Reproduce every line of the records below verbatim, keeping each character and its spacing unchanged.

'''

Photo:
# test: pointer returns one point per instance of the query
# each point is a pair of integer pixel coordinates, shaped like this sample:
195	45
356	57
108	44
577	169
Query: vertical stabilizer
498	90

'''

▶ [ANSWER TO THE EXERCISE]
Photo:
# test: pointer returns one point per instance of the query
# each point is a pair of integer pixel coordinates, shaped like this sample:
195	45
356	57
108	44
577	169
Query: vertical stabilizer
498	90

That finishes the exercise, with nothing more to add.